## [What is being asked]
Please count how many lines of the data include the word "shoulder". Give only that number in reply.

** Entries provided follows **

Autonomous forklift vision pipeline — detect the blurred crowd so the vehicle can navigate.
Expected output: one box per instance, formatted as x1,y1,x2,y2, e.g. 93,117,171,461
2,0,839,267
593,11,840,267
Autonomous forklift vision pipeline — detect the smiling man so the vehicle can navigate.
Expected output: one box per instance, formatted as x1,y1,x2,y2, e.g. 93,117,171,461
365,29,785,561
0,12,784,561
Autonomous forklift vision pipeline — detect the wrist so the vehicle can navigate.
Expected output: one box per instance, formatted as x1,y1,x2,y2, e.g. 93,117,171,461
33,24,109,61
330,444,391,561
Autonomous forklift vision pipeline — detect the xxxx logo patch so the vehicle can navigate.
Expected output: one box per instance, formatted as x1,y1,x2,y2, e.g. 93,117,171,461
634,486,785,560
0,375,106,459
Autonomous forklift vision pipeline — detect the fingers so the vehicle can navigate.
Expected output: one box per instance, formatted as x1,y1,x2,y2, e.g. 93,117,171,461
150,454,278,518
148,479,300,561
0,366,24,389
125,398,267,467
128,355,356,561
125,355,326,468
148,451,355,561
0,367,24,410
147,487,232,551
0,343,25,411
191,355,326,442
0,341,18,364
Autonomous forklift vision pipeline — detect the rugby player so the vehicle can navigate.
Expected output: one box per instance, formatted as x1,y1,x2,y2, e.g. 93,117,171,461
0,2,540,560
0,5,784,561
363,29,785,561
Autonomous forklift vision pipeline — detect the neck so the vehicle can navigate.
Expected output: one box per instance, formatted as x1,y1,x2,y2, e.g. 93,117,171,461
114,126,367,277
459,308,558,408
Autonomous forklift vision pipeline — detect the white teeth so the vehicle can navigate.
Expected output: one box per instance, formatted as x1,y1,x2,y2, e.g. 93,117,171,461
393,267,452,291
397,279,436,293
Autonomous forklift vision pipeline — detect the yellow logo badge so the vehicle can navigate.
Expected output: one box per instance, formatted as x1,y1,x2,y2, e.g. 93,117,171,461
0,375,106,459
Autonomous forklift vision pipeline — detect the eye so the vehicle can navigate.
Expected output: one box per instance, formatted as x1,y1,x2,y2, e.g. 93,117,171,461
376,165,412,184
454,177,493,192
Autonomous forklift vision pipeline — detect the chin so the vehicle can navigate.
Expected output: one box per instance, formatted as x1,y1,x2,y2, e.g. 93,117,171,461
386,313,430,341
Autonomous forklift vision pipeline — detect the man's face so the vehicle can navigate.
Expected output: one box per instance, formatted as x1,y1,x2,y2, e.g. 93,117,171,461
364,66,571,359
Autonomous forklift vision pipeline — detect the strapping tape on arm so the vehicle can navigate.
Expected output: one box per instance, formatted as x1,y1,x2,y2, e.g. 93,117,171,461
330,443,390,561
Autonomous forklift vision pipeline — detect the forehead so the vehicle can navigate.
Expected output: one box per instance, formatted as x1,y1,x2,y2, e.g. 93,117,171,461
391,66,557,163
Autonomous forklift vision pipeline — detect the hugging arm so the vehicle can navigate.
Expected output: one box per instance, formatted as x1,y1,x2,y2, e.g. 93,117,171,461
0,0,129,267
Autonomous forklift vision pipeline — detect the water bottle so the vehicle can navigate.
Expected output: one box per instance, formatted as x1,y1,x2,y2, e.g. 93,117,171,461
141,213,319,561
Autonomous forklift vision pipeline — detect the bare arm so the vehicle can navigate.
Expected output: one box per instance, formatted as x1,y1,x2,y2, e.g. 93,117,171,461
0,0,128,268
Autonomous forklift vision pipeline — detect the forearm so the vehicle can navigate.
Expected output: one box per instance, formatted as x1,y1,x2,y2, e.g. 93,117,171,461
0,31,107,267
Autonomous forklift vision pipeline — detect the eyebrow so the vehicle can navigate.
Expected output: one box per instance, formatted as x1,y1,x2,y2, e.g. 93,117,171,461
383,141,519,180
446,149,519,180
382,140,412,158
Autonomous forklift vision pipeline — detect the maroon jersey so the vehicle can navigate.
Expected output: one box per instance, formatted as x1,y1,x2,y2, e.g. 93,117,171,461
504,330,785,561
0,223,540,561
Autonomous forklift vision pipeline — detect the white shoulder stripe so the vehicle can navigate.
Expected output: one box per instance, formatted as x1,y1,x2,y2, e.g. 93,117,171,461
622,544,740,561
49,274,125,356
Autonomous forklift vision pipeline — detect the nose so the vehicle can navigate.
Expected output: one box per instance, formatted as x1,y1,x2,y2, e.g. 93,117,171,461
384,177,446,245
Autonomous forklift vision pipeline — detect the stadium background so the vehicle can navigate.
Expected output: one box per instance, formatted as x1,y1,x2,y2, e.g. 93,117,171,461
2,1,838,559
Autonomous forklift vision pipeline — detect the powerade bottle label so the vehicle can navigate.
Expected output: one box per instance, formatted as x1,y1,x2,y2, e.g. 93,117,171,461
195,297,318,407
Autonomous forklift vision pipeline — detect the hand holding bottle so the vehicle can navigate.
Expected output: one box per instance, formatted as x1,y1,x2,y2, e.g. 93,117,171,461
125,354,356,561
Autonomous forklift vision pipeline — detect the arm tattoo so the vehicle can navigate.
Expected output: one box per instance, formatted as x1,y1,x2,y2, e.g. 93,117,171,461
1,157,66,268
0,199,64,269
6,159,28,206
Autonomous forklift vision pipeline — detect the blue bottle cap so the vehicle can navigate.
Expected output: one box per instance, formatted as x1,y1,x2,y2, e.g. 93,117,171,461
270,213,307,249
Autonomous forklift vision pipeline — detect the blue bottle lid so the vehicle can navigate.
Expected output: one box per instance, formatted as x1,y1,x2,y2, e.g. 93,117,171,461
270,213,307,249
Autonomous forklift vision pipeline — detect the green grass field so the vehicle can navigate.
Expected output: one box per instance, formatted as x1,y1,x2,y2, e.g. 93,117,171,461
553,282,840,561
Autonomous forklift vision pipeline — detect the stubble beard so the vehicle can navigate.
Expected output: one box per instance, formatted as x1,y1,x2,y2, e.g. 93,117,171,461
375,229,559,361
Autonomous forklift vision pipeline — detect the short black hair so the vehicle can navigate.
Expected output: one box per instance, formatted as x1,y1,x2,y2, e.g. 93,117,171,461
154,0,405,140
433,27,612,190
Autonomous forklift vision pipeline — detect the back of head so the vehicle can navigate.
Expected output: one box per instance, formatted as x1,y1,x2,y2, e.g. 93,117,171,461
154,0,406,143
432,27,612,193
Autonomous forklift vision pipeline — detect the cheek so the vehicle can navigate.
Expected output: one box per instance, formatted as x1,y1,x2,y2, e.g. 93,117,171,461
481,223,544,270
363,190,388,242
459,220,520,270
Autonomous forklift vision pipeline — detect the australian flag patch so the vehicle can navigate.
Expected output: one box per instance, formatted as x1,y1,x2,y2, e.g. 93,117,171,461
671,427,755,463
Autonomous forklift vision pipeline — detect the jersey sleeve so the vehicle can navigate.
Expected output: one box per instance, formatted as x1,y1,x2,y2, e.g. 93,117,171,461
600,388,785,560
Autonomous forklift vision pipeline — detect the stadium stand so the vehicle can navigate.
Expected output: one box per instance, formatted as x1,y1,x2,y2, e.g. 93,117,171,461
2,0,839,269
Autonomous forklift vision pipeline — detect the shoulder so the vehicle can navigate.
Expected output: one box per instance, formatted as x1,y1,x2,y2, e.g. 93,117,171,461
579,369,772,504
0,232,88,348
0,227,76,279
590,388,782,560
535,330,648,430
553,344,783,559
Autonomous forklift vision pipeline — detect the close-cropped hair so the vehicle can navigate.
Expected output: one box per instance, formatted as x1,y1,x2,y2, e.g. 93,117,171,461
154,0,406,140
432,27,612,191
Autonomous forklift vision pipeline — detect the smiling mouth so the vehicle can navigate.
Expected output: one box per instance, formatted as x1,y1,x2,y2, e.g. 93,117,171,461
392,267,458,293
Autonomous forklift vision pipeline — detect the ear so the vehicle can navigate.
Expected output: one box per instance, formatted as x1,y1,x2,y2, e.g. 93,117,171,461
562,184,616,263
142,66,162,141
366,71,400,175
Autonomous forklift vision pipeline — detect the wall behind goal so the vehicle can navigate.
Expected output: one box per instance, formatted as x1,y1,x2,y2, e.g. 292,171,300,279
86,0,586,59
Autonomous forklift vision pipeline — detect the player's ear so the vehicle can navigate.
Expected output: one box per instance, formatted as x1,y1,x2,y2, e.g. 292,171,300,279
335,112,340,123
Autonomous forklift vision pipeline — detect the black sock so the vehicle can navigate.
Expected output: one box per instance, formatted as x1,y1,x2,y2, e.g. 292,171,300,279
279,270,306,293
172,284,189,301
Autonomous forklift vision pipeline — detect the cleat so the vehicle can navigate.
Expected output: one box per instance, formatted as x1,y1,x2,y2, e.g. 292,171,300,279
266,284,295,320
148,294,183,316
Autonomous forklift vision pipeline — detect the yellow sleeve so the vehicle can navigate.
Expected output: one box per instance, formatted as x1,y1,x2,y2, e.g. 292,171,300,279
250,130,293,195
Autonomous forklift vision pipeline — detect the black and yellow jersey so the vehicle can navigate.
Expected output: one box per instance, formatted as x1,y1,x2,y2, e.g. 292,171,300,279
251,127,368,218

** End of Entries provided **

## [Problem solution]
2